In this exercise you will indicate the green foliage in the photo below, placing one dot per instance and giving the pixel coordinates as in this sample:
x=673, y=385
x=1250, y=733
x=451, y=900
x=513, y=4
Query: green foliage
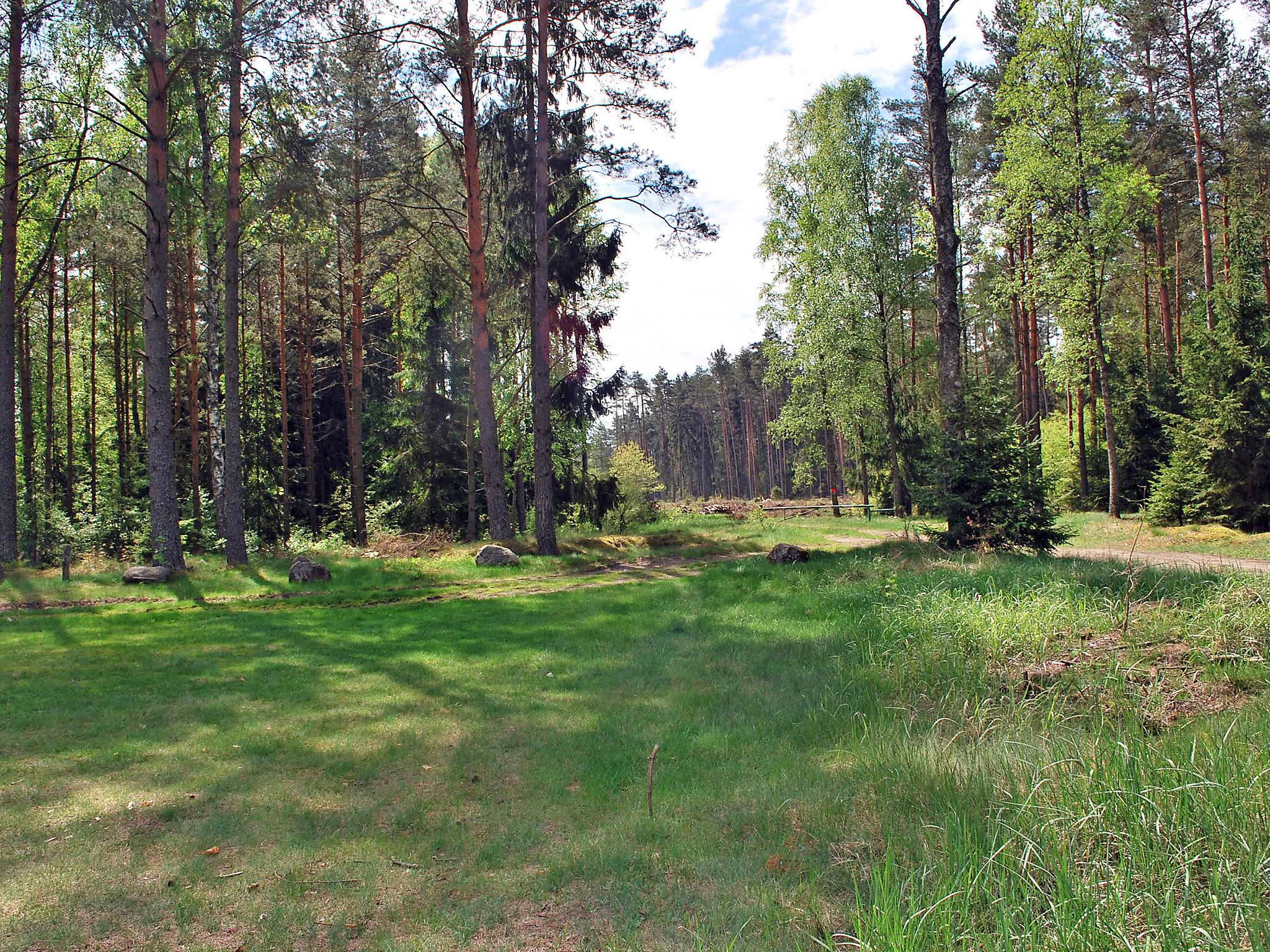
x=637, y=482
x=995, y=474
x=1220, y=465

********************

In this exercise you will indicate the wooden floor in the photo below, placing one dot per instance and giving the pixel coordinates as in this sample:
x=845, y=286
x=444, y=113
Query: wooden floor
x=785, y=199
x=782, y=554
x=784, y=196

********************

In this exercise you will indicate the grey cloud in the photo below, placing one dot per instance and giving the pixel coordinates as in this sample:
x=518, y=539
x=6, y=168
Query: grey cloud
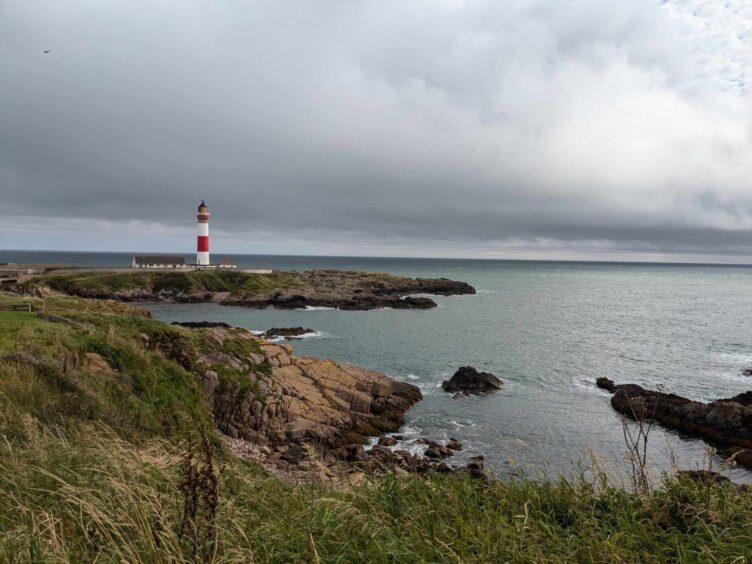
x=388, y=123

********************

§ Requirement: Copy the material from the line with "In this exercise you will indicate the green" to the line with "x=1220, y=465", leaving out the pictures.

§ Exercise response:
In this exercise you will indicate the green foliage in the photo below, placing one dot per instance and giving the pixel coordinates as in this sample:
x=673, y=385
x=1250, y=733
x=451, y=900
x=513, y=4
Query: green foliage
x=637, y=482
x=995, y=474
x=1220, y=465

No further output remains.